***** Document excerpt *****
Can't we just end the discussion now and say 8GB is plenty for the average user?

As I said in this thread earlier on I did my whole university dissertation on my 8GB machine with an 80 odd page Office doc, Excel with 20 graphs, Rstudio and plenty of Chrome tabs and it felt smooth. I've also edited 1080p footage on FCPX to make a short vid about 4 times. Again, no hiccups, no beachballs.

Right now, 30 Chrome tabs open, 5 of which are youtube. An 7GB video playing, Pages and some other stuff. All smooth.

6 years on and TBW is only 32. Nothing wrong with using swap.

8GB is perfectly fine for the vast vast majority of mac users.
In your case, you don't have all 8GB active; you only using certain memory snips. As you said not many people will. But for those that do have large files active then using Swap impacts performance.
 
I feel like I have a pretty heavy workload. Not has heavy as some development/design workloads, but heavy for an average productivity user. I'm regularly running:

* Overcast
* BBEdit
* Messages
* Grammarly in a Brave window
* Calendar
* Github Desktop
* 1Password
* A scheduling web app, in a Brave window
* A Brave window with a set of personal tabs (3x Gmail, and then usually a handful of others)
* A Brave window with a set of work tabs (1x Gmail, and a bunch of others)
* Discord
* Slack
* Zoom
* Things
* Alacritty

(across two ultrawide monitors, one via Thunderbolt and the other via HDMI)

All of these things are usually open all day, and then other apps come and go as needed. Very rarely do I feel like I have to close out of anything to free up memory, or do things get sluggish.

I'm on an M1 Mac Mini w/ 8GB RAM. 🤷 All in all I'm really impressed with this little machine and I don't feel like RAM usage is worth stressing over like it might've been in the Intel days.
*****
Given exercise 1: Rewrite the passage of the 8GB RAM discussion that opens with the words containing "As I said in" and closes with "of mac users.", switching "Chrome" to "Safari".
***** Records supplied *****
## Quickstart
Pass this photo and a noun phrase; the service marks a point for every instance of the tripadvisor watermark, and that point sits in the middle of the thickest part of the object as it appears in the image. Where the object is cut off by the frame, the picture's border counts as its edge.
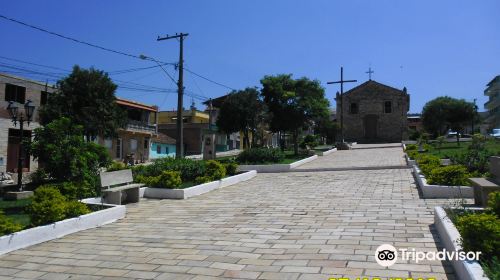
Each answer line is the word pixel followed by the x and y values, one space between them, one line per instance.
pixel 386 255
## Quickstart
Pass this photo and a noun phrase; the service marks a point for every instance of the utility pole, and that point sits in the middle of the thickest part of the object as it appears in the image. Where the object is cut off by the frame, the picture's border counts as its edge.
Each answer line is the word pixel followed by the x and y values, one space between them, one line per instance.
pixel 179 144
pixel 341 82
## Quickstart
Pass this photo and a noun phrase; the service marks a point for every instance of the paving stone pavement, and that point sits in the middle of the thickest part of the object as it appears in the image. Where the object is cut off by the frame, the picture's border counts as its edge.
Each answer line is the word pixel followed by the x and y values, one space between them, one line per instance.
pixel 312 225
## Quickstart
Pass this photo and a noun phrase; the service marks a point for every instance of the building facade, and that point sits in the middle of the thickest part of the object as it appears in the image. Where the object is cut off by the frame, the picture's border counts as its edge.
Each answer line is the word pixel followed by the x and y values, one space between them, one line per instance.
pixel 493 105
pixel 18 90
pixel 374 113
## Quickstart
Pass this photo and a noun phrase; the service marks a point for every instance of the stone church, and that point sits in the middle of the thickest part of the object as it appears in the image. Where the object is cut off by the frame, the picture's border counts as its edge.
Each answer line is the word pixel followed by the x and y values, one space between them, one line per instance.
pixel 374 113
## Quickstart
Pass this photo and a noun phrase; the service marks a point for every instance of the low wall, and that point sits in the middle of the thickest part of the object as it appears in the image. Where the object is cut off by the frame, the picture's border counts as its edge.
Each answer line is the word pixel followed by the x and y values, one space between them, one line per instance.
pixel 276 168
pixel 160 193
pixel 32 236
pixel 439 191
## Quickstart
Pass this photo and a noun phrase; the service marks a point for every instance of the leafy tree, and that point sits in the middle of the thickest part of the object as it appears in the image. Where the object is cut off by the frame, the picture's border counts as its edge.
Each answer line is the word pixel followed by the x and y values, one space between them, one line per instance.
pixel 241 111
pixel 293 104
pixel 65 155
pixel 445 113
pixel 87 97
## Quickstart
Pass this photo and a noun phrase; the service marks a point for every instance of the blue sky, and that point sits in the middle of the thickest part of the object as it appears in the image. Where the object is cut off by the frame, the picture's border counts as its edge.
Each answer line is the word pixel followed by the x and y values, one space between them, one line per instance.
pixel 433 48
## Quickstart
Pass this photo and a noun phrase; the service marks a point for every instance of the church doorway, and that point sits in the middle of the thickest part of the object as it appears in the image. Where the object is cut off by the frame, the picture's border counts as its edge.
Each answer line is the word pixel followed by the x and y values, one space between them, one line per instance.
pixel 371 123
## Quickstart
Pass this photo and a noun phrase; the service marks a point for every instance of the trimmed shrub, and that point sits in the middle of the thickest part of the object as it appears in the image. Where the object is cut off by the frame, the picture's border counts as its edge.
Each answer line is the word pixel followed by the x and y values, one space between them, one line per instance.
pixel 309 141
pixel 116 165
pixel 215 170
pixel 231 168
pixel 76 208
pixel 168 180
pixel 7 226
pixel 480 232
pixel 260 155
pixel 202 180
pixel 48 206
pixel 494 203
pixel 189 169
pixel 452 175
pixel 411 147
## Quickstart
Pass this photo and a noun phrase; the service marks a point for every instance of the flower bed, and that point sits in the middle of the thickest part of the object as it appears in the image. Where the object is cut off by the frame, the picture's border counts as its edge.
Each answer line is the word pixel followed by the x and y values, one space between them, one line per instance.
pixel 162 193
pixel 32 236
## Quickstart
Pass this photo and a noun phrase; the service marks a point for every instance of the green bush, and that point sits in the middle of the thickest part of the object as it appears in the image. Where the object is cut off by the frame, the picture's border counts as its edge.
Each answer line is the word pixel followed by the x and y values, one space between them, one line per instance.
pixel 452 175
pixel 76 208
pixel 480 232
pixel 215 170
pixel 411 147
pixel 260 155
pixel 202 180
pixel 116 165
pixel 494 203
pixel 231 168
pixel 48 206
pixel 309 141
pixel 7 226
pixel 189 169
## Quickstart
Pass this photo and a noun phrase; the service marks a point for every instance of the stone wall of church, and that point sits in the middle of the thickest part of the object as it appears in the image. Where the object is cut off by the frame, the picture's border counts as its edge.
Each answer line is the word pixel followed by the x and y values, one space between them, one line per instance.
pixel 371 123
*****
***** Records supplied *****
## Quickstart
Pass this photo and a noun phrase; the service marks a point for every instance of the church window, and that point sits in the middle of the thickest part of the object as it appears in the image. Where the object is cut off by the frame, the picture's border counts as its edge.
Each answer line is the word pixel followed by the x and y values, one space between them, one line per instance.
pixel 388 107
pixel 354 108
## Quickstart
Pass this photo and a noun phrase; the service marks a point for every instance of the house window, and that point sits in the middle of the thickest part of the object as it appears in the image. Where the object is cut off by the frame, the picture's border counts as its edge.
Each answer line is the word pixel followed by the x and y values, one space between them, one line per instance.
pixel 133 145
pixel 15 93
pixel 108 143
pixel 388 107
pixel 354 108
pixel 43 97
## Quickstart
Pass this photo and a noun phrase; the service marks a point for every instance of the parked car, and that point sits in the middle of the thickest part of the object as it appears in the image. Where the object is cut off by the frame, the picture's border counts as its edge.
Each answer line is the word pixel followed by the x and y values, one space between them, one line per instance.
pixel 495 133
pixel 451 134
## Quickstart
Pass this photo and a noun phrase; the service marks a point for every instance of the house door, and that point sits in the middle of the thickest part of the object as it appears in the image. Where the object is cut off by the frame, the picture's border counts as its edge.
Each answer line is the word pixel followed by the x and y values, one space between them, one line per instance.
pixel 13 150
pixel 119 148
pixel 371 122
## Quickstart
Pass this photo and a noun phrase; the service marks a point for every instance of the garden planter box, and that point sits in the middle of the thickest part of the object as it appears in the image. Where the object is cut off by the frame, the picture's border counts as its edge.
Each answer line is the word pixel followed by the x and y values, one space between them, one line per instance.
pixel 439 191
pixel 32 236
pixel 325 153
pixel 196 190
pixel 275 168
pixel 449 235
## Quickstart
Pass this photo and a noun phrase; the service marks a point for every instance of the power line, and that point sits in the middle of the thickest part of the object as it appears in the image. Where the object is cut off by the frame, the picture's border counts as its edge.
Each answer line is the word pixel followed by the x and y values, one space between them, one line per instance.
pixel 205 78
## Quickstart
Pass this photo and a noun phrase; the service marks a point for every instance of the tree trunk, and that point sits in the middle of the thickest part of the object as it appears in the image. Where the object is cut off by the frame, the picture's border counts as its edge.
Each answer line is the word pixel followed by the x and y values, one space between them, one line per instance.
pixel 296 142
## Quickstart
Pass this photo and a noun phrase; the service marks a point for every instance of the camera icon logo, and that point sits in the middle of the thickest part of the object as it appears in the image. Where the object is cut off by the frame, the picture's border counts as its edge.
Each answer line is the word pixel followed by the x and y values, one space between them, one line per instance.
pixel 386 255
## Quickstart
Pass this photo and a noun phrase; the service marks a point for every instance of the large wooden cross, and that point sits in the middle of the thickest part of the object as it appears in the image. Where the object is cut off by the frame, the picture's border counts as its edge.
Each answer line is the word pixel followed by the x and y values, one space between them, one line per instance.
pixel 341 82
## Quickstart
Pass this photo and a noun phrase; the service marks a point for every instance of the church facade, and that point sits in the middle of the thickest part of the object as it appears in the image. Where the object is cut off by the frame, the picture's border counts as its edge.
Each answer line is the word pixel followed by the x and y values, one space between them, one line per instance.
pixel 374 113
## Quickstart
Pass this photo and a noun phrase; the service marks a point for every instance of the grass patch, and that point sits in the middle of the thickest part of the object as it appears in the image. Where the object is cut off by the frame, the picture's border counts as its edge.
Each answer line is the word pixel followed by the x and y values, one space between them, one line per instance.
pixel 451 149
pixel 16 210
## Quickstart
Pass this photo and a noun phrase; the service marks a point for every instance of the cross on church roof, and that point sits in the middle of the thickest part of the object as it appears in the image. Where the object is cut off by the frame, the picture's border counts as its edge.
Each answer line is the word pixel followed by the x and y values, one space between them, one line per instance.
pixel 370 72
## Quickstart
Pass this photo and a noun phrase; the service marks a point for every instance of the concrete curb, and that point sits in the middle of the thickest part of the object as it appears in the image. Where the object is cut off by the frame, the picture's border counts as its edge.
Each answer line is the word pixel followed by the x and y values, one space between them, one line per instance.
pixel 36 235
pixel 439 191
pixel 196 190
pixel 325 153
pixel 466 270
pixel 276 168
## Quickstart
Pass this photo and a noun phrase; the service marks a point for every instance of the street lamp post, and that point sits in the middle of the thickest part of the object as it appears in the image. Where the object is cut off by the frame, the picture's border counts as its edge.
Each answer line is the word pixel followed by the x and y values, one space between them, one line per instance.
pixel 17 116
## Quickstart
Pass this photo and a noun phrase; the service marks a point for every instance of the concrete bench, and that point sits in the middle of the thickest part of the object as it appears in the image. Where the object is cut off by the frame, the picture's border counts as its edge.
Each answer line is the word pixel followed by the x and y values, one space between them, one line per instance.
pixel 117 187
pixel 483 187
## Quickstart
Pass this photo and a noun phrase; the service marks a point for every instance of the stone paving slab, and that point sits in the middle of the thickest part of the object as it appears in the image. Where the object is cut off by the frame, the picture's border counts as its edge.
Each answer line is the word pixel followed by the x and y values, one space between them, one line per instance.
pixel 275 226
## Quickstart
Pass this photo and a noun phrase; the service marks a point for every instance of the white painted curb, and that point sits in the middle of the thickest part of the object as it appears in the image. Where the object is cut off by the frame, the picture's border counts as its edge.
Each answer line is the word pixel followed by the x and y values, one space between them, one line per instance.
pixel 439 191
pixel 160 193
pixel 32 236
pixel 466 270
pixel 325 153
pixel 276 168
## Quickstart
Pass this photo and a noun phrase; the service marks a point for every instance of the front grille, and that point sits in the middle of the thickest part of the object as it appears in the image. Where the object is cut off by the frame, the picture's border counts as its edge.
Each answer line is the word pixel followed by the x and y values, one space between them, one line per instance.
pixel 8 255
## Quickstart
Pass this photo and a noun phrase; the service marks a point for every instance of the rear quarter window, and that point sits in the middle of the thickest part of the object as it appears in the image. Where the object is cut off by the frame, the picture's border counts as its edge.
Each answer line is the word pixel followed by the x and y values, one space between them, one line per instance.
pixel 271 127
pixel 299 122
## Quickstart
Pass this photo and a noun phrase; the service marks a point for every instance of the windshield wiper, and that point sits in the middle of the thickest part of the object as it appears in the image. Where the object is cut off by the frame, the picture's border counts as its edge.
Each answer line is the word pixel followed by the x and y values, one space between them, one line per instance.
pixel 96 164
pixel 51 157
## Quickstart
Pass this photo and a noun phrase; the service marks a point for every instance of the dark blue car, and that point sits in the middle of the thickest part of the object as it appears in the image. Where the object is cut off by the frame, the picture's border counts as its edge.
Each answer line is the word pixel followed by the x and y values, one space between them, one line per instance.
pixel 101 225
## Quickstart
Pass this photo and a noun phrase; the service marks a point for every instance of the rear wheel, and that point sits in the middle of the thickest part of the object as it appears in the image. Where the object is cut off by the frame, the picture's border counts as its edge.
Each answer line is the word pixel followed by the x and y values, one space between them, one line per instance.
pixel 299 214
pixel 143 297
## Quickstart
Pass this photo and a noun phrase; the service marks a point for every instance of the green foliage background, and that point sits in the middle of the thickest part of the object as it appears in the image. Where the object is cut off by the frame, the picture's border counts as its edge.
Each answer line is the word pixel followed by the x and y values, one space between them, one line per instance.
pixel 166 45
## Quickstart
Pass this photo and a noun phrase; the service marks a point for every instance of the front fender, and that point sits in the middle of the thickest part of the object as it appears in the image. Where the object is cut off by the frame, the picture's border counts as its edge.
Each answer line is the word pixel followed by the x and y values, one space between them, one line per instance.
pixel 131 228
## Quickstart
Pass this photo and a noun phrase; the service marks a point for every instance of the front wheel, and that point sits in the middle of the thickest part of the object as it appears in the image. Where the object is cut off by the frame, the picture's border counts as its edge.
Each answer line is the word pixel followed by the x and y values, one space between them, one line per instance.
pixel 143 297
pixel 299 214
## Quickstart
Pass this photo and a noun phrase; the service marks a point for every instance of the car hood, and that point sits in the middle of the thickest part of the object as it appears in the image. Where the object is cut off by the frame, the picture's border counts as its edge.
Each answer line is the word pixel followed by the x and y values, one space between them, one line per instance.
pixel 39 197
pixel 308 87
*****
Given exercise 2: Pull out every line of the entries that contains the string "stone", treating uppercase and lowercase as different.

Final result 1:
As I said in this thread earlier on I did my whole university dissertation on my 8GB machine with an 80 odd page Office doc, Excel with 20 graphs, Rstudio and plenty of Safari tabs and it felt smooth. I've also edited 1080p footage on FCPX to make a short vid about 4 times. Again, no hiccups, no beachballs.

Right now, 30 Safari tabs open, 5 of which are youtube. An 7GB video playing, Pages and some other stuff. All smooth.

6 years on and TBW is only 32. Nothing wrong with using swap.

8GB is perfectly fine for the vast vast majority of mac users.

Final result 2:
Pass this photo and a noun phrase; the service marks a point for every instance of the paving stone pavement, and that point sits in the middle of the thickest part of the object as it appears in the image. Where the object is cut off by the frame, the picture's border counts as its edge.
Pass this photo and a noun phrase; the service marks a point for every instance of the stone church, and that point sits in the middle of the thickest part of the object as it appears in the image. Where the object is cut off by the frame, the picture's border counts as its edge.
Pass this photo and a noun phrase; the service marks a point for every instance of the stone wall of church, and that point sits in the middle of the thickest part of the object as it appears in the image. Where the object is cut off by the frame, the picture's border counts as its edge.
Pass this photo and a noun phrase; the service marks a point for every instance of the stone paving slab, and that point sits in the middle of the thickest part of the object as it appears in the image. Where the object is cut off by the frame, the picture's border counts as its edge.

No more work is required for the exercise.